I think it would be helpful to consider two possibilities vis-a-vis the application of parsimony in science:

1) Parsimony is merely "useful" in the sense that it reduces the complexity of hypotheses to a level at which they are empirically testable. When I teach my students about how science is usually done, I give them the "hypothetico-deductive" model first, and then point out that this model doesn't give you criteria for formulating testable hypotheses, it only gives you a method for testing them once they have been formulated. To formulate testable hypotheses requires an additional step: one must "mentally" test one's hypothesis to determine if:
• it's empiirically testable, and
• the emipirical test that one is considering can distinguish between it and alternative hypotheses
If the answers to these two questions are both "yes," then one is ready to actually run the experiment/make the observations to test the predictions that flow from the hypothesis.

In this view, parsimony is simply "useful" in that it is more likely (on average) to yield testable hypotheses whose empirical results are more likely to unambiguously validate or falsify one's predictions.

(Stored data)
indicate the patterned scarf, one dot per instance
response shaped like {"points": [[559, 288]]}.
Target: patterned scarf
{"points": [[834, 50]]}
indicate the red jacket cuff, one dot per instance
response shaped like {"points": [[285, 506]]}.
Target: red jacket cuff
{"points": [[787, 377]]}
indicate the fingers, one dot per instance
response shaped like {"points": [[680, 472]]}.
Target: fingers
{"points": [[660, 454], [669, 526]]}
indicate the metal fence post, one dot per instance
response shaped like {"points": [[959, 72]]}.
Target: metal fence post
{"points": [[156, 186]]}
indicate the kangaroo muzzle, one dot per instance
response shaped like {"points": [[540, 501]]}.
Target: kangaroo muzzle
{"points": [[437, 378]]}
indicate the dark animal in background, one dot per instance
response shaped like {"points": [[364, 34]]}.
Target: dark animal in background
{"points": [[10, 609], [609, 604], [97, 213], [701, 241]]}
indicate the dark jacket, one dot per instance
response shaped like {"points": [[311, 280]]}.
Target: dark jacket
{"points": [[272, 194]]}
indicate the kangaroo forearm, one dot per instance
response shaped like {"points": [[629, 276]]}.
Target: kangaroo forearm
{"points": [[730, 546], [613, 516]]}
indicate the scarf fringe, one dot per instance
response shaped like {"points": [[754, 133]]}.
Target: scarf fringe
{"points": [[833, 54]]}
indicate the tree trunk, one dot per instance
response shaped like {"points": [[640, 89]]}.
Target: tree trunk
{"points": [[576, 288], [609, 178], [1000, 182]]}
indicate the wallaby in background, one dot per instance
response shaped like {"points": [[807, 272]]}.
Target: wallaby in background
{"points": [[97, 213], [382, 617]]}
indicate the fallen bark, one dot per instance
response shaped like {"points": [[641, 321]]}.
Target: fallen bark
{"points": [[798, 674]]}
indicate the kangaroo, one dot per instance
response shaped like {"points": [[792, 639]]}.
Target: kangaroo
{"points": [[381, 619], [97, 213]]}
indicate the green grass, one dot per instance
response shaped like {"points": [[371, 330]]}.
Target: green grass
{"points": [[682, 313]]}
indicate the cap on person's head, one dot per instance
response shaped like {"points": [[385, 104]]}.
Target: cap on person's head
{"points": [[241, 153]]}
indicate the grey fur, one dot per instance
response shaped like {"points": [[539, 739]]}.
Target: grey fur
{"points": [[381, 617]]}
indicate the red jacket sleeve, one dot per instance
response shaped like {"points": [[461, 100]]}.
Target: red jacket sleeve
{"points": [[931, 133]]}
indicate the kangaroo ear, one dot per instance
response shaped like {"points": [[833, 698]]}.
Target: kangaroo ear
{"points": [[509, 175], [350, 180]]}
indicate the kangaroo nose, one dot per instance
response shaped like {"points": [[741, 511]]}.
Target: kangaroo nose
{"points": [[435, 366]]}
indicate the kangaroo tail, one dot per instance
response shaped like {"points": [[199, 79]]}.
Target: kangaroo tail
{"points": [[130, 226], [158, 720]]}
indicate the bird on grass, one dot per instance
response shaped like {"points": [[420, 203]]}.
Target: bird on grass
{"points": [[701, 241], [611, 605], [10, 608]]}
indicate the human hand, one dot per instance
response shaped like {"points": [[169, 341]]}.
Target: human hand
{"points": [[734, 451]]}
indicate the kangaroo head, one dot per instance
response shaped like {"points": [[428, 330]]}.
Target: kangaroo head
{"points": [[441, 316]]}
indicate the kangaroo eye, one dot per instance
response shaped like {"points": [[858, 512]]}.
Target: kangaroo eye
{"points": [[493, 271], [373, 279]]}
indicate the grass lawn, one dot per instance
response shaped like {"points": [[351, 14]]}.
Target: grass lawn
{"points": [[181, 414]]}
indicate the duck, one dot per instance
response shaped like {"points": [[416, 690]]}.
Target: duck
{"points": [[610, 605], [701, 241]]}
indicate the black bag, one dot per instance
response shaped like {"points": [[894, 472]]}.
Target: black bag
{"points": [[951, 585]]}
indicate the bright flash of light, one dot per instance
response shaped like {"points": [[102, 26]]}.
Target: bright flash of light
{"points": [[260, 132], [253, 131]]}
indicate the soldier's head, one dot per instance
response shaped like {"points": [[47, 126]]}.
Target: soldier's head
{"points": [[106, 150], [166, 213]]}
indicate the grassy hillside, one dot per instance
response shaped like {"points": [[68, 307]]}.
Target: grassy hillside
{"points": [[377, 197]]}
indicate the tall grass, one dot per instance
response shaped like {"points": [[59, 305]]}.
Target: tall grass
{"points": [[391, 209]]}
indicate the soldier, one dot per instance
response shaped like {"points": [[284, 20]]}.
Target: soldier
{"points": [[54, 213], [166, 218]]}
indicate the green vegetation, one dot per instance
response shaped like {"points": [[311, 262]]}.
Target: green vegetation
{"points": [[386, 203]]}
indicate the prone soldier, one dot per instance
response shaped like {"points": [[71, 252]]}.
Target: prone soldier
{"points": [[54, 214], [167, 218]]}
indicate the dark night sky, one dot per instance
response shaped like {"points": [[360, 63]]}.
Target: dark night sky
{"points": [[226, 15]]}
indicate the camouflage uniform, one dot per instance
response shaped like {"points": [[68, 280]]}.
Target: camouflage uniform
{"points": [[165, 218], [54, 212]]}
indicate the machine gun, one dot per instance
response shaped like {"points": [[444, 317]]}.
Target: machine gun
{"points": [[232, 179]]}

---

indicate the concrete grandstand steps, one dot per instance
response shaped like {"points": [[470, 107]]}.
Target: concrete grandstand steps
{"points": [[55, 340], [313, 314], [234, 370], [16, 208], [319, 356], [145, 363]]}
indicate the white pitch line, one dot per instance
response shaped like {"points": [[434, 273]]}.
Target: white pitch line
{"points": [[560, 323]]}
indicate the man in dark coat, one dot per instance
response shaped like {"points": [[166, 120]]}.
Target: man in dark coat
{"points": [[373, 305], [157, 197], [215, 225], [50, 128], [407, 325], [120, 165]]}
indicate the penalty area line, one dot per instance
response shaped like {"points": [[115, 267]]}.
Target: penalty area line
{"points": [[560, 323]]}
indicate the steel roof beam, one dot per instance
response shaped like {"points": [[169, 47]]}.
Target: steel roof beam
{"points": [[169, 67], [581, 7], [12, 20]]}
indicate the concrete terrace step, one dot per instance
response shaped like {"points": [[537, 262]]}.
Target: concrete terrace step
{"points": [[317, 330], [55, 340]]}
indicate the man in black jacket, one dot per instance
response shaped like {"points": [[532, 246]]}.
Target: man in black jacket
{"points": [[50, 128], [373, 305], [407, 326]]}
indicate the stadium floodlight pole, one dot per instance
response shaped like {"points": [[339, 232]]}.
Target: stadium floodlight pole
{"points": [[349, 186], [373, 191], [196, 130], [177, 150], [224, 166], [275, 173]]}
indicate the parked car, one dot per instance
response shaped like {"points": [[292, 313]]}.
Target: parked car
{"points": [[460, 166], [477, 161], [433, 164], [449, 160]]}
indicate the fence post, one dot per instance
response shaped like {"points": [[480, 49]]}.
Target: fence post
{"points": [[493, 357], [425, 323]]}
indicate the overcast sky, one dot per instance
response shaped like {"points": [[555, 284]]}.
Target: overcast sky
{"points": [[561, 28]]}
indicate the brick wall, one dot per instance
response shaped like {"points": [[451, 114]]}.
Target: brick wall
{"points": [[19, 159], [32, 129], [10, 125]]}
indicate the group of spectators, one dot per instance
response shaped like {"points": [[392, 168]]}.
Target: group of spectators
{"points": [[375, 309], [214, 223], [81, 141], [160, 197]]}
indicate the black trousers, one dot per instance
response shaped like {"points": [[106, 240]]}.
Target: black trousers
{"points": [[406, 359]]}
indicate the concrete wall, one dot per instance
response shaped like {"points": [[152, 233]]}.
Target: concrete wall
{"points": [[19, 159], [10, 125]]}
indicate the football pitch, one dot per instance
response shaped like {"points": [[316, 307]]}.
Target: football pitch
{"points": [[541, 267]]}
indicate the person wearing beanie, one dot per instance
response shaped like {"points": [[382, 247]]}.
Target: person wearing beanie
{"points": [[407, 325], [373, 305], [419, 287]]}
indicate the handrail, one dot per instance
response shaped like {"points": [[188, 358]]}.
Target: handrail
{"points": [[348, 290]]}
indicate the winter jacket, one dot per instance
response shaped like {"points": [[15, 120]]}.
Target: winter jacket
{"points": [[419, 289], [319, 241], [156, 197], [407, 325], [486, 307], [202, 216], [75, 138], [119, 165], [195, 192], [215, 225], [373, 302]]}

* * *

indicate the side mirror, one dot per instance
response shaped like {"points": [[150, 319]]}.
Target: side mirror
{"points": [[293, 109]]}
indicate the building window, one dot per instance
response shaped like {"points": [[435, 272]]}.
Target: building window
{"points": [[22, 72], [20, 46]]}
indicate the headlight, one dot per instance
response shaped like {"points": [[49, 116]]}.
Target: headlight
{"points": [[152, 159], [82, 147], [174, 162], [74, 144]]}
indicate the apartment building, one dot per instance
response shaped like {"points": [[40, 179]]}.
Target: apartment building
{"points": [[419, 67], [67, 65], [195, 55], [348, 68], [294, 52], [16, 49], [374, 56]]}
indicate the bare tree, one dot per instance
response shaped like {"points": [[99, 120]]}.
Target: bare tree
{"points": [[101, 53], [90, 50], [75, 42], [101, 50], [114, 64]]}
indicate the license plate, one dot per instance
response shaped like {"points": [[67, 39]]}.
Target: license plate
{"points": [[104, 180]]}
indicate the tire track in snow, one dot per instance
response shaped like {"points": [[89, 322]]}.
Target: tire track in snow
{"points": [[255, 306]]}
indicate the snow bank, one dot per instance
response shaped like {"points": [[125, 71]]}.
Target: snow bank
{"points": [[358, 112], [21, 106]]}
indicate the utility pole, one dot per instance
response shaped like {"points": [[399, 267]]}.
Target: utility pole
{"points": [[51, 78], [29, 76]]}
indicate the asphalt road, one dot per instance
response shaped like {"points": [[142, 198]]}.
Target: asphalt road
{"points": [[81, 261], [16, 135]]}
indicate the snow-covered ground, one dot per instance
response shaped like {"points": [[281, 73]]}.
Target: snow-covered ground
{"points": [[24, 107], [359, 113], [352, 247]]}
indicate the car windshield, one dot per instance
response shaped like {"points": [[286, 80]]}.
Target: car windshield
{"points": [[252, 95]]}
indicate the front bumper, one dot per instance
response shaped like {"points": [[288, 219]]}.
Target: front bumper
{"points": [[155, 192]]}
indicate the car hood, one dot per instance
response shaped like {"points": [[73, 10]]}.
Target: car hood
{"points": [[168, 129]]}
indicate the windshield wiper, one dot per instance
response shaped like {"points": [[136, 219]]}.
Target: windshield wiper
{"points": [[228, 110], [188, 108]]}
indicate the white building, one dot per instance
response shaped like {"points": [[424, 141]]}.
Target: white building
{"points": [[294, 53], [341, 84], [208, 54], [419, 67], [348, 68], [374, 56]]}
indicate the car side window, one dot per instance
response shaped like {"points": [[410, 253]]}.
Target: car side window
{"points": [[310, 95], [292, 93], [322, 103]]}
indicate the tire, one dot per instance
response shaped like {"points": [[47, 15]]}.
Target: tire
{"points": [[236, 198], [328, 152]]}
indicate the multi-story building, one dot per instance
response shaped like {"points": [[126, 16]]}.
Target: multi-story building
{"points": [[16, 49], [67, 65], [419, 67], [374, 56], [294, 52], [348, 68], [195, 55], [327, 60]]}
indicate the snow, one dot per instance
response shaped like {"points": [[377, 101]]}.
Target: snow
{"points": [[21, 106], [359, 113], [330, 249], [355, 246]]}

# [Exercise instructions]
(a) In the passage on parsimony in science, which model does the writer present to students first?
(b) Render this sentence from the passage on parsimony in Spanish: "If the answers to these two questions are both "yes," then one is ready to actually run the experiment/make the observations to test the predictions that flow from the hypothesis."
(c) Edit the passage on parsimony: reproduce it between "In this view, parsimony" and "falsify one's predictions.", inclusive, with "falsify" changed to "refute".

# [Solutions per task]
(a) The "hypothetico-deductive" model.

(b) Si las respuestas a estas dos preguntas son ambas «sí», entonces uno está listo para realizar efectivamente el experimento/hacer las observaciones para poner a prueba las predicciones que se derivan de la hipótesis.

(c)
In this view, parsimony is simply "useful" in that it is more likely (on average) to yield testable hypotheses whose empirical results are more likely to unambiguously validate or refute one's predictions.